### Task requirements
Find the line containing "Query: white building" in the records below. Copy exactly that line and each one after it, ending at the line containing "shaped like [373,221].", and nothing more.

------------------------------------

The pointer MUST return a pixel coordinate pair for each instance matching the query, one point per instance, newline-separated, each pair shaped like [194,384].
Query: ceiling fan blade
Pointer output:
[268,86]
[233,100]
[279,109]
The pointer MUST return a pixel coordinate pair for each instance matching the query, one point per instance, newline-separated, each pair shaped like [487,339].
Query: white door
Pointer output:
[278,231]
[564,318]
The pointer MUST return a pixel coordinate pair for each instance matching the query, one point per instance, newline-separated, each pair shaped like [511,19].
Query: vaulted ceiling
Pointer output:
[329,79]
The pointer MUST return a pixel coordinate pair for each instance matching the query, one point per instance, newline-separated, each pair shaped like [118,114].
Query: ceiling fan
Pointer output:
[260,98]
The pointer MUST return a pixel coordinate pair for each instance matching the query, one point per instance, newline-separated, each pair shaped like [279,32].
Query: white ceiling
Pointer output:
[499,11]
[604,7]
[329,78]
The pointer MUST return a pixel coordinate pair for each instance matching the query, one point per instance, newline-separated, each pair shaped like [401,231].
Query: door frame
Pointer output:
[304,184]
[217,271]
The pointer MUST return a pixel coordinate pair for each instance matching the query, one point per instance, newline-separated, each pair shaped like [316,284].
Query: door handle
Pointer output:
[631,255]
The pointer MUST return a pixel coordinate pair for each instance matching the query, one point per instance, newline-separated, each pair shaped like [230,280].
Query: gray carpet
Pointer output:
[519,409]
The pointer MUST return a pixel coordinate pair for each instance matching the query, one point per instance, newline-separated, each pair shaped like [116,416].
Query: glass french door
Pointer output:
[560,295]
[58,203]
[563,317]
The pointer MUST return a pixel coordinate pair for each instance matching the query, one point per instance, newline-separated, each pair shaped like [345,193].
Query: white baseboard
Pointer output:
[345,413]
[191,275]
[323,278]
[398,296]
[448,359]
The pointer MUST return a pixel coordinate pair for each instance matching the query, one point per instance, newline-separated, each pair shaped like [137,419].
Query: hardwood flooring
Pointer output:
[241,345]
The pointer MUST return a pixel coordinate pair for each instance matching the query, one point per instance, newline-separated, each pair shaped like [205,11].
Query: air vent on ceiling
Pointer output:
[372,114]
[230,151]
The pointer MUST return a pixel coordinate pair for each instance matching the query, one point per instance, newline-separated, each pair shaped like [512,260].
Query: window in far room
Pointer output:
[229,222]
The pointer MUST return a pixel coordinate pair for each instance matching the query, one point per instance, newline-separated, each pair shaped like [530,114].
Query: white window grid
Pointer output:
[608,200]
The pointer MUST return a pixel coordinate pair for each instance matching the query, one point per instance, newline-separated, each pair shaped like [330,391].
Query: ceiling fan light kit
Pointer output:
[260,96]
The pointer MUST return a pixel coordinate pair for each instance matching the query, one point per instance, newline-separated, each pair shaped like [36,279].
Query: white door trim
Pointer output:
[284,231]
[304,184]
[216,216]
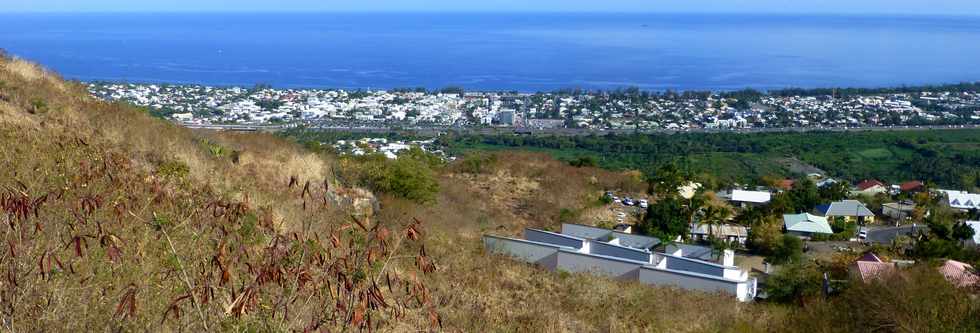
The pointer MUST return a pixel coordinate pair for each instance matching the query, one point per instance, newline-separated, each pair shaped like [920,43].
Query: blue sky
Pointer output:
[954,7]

------------------------------------

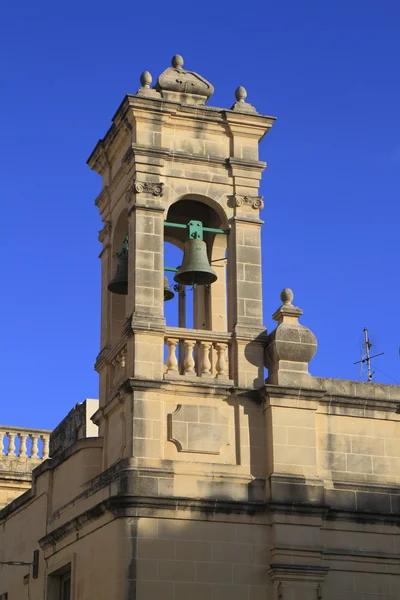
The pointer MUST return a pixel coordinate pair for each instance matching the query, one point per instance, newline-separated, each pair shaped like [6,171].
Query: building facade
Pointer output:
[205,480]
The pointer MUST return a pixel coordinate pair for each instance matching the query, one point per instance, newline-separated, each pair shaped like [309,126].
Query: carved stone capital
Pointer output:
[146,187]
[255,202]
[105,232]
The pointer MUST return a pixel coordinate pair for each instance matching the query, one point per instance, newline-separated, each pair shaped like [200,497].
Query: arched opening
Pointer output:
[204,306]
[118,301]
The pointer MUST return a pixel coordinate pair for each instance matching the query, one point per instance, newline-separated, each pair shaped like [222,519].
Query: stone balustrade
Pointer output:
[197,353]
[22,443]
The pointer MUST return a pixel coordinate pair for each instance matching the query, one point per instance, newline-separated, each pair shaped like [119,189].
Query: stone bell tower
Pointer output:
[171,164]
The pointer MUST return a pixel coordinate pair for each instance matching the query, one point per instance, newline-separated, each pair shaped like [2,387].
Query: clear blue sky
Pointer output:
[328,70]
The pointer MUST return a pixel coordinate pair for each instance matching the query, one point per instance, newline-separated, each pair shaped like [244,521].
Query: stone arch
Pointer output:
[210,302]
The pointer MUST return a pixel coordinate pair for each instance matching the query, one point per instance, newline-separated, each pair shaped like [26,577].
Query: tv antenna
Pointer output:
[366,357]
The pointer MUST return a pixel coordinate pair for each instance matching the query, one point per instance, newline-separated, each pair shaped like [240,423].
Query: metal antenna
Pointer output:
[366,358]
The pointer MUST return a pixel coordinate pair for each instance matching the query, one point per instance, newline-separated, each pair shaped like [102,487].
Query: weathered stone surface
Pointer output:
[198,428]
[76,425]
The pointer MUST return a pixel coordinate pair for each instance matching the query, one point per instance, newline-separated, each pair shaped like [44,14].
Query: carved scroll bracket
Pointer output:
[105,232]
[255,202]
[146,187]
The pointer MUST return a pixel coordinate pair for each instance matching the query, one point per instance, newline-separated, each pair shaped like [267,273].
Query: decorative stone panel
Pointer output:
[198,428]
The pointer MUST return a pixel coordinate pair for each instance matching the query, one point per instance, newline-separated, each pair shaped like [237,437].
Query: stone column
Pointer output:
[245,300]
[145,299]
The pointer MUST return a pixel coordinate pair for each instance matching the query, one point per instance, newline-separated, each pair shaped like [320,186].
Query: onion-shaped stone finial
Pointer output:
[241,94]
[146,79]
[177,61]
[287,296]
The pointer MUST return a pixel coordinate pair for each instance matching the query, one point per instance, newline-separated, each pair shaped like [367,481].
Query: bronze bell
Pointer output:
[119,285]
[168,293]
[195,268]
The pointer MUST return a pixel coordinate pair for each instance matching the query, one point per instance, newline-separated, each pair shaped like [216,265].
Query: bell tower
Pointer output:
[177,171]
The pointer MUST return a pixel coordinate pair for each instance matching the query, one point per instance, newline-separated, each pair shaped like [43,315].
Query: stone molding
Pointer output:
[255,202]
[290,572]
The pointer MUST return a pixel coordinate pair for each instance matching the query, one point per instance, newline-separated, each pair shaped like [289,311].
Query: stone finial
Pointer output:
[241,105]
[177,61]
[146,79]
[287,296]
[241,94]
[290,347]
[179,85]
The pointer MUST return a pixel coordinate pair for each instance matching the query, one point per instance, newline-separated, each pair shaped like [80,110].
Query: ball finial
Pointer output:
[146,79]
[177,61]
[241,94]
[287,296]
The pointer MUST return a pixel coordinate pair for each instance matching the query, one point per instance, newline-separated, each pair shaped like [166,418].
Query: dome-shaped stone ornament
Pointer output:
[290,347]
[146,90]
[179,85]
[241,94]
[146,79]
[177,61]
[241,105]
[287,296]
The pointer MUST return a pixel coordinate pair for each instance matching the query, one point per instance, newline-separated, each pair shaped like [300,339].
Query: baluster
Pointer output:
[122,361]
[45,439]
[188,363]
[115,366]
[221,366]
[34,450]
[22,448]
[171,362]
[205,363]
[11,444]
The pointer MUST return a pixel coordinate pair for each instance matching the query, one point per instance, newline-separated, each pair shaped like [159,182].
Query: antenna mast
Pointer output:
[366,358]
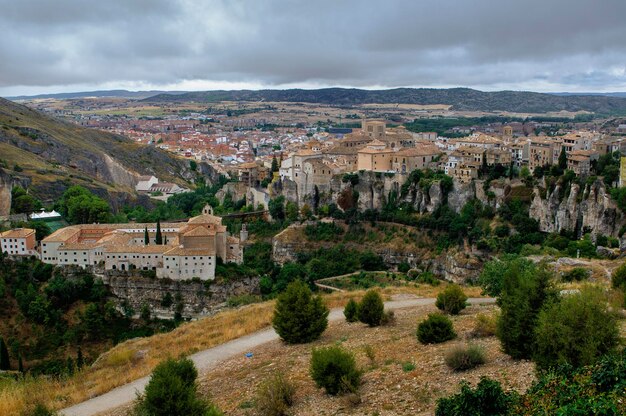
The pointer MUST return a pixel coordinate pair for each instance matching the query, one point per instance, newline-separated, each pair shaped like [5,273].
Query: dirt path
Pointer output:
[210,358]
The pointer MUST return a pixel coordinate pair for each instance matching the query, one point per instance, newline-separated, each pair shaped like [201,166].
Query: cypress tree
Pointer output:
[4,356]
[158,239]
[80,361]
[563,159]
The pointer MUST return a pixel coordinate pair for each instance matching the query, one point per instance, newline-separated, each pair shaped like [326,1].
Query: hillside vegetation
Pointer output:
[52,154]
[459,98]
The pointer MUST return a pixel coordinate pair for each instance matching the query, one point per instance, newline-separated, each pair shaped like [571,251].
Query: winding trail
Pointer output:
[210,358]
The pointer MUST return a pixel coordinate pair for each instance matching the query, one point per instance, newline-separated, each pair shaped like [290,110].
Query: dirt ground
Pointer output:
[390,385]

------------------------------------

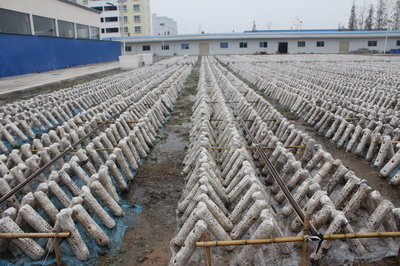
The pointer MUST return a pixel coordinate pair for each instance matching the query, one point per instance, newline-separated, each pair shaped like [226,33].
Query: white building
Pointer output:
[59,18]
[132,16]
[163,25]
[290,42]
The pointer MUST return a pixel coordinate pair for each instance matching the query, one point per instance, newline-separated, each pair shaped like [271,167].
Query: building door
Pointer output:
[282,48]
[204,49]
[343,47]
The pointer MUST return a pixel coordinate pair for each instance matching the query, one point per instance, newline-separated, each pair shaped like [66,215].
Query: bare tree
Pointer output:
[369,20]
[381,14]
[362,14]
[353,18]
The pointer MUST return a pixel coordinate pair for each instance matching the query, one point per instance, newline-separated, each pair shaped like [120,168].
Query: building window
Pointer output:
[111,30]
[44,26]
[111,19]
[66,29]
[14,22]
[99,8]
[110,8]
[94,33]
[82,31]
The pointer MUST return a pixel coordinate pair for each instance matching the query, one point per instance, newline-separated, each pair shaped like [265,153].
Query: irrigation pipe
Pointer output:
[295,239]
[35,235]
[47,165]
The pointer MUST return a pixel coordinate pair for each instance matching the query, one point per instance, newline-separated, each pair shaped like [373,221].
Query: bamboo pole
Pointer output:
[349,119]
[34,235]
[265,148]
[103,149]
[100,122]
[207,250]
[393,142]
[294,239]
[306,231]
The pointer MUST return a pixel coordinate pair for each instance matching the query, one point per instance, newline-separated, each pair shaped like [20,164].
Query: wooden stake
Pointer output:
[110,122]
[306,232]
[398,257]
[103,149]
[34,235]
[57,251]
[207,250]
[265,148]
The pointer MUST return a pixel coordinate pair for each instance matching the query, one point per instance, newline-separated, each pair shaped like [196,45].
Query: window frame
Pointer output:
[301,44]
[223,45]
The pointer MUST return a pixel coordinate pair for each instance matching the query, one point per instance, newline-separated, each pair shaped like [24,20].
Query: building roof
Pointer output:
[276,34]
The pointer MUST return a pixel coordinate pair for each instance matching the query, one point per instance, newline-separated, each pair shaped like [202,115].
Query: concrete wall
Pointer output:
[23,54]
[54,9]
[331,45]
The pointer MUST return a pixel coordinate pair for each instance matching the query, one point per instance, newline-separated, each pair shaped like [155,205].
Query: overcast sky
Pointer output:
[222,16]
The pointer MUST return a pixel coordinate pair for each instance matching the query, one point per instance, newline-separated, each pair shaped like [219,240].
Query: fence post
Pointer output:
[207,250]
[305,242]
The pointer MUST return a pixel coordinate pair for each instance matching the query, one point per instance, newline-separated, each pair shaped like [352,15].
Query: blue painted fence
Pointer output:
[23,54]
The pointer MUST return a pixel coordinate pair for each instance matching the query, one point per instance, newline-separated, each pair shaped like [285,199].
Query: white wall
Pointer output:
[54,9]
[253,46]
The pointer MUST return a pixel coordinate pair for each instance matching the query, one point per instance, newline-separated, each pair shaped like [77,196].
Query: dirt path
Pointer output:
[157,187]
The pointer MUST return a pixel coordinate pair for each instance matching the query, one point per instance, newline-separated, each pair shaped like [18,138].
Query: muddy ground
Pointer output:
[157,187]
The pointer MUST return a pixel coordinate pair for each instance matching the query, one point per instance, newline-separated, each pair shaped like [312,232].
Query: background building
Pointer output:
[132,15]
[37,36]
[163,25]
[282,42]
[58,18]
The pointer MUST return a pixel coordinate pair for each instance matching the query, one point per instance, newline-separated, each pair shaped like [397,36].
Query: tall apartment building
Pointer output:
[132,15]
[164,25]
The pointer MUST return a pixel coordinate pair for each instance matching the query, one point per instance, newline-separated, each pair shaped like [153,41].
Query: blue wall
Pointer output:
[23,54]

------------------------------------

### Answer section
Query: white building
Pointer output:
[59,18]
[132,16]
[163,25]
[290,42]
The pointer MUST return a pixel coordinate pair for each instance matching the query, one point per instance, newline-separated, each pair shaped like [271,167].
Query: building door
Pointer output:
[282,48]
[204,49]
[343,47]
The pointer MUST return a pixel coordinate pair for each instance matching the query, one point per instance, newline-separated, each pair shaped like [66,215].
Query: bare tree
Pointer output:
[369,20]
[381,14]
[362,14]
[353,18]
The pointer MUST return a pixel coordinate pair for each instance matching the query, one point per instance, newline-separated, each pair shaped like [120,168].
Query: building window
Pointer output:
[111,30]
[44,26]
[111,19]
[66,29]
[14,22]
[99,8]
[110,8]
[94,33]
[82,31]
The pointer MUST return a pixel coordinate pair for each instance matching the query, one point per instance, newline-separated, each pair shaped like [265,153].
Query: irrigation pipe
Pointer output:
[295,239]
[35,235]
[47,165]
The pointer MUST return a pixel coordinate pair for each instance matching the query, one point per instance, newline-separated, each pair shaped like [373,221].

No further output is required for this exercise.